BEGIN Reading passage

# Special Edition: Salome’s Final Scene: Cheryl Studer



## ALT (Mar 1, 2021)

Arguably (but inarguably to me), this may be the finest Salome on record. To be sure, the famous 1962 Birgit Nilsson recording is not chopped liver either, not least due to Solti's coaxing a splendid response from the orchestra, the tip-top shape of the orchestra's personnel at the time, and the engineering team's capturing of the distinct and luminous Vienna sound par excellence; as we know, a manner now sadly extinct. So, for orchestral performance alone, the hat tips in Solti's favor. For vocals and characterization, however, the hat tips in this direction. And yet, Sinopoli leads with such detail and tautness that the result is equally staggering in impact and chilling in beauty. More hats off, then. And not to be ignored, of the various Ljuba Welitsch versions available, I highly recommend this one from Vienna, recorded in 1944 (or 1945) in which she was at her finest. https://youtu.be/R9YkD5-lYZA

Meanwhile, we keep reading uninformed comments such as “… she [Studer] never sang [Salome] live and couldn’t have.” But that is categorically false because: 1. she sang the Schlußszene in Salzburg with Mo. Sinopoli and the Dresden, on 3 August 1991: https://archive.salzburgerfestspiele.... and, 2. she sang the role in a series of concert performances of the work with Riccardo Chailly in February of ‘97, in Zürich. Read about it (in Dutch): https://www.trouw.nl/nieuws/balans-tu...

Then there is this, published April 2022: http://www.musicweb-international.com... “In 1991 she [Studer] gave a concert performance of this very piece in Dresden Salzburg with Sinopoli that was just outrageous – Sinopoli pushed Studer with such power and force she ended up giving a vision of Salome that was more chilling and more decadent and terrifying than any I have heard; by the end of it her voice was all but shattered. Perhaps this is exactly the kind of cruelty that Strauss expected of his Salome – but which no soprano dares to give. It is certainly not the one that Jessye Norman dares to give here. As impressive as the voice is, her vocal cords do not sound that stretched – the performance could be considered just a little safe. Norman doesn’t fall into the Studer category in any sense, and nor give us what Strauss really intended. But what we do get is a performance of such power and virtuosity it delivers a real punch. In a sense this is not uncomplicated music; it is a straightforward narrative and Norman doesn’t make life difficult for herself. You’ll be swept away by it, but it isn’t blood-curdling, it isn’t decadent and nor is it chilling. One could imagine Studer entirely embracing the head of John the Baptist to kiss his lips; I think Norman probably recoiled at the prospect of doing so. Where Studer might almost spit her words out towards the latter half of this long monologue, Norman is more modest. Only one of these two great sopranos drips in the blood of her venom and poison.”

END Reading passage

Stated task 1:
Name every singer whose performance the forum post on Salome's final scene discusses.
The forum post and the entries after it come from unrelated sources.

BEGIN Data records

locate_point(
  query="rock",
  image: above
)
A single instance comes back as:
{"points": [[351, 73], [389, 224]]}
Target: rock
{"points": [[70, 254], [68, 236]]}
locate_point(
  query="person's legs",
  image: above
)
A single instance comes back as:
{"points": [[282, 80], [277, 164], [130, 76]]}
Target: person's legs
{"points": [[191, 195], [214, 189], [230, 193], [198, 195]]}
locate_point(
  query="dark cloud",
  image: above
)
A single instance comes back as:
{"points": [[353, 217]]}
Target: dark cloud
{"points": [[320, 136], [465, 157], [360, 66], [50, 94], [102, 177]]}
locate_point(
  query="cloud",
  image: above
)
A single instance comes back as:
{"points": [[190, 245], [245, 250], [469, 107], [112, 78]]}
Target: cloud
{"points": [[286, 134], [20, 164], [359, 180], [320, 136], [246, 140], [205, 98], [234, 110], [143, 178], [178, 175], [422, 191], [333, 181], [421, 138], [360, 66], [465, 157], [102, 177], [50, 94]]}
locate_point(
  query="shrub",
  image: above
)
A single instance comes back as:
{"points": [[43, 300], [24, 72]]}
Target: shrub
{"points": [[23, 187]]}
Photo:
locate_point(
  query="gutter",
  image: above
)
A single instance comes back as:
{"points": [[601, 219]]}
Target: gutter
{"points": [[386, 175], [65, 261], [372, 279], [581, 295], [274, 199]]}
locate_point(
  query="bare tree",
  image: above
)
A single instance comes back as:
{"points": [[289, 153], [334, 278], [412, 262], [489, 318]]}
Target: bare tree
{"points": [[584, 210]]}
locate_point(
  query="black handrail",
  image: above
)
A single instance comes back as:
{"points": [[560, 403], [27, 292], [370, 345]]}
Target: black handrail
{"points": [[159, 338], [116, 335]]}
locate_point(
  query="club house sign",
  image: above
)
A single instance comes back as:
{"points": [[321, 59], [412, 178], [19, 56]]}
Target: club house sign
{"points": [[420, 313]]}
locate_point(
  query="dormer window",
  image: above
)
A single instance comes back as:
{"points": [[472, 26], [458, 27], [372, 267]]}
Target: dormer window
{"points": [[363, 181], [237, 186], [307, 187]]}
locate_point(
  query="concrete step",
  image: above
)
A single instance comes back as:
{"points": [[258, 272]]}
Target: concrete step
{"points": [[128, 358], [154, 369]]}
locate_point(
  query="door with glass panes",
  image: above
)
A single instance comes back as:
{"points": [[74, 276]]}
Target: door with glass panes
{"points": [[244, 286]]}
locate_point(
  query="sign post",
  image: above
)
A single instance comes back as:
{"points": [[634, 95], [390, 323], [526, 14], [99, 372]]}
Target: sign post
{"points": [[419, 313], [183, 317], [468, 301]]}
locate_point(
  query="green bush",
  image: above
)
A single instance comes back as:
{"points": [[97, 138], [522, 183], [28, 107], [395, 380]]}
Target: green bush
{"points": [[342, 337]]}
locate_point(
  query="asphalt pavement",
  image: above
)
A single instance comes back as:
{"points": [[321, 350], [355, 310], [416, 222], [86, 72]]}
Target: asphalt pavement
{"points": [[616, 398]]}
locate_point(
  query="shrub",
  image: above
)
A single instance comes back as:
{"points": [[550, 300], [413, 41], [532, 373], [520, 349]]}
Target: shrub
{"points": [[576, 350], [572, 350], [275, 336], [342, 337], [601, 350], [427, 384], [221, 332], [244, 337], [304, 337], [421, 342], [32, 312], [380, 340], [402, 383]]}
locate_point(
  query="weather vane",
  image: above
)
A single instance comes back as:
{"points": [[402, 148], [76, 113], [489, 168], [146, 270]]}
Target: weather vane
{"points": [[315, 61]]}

END Data records

Stated task 2:
Pull out each line of the entries that contains the string "sign".

Answer 1:
Cheryl Studer, Birgit Nilsson, Ljuba Welitsch, Jessye Norman

Answer 2:
  query="club house sign",
Target: club house sign
  query="sign post",
Target: sign post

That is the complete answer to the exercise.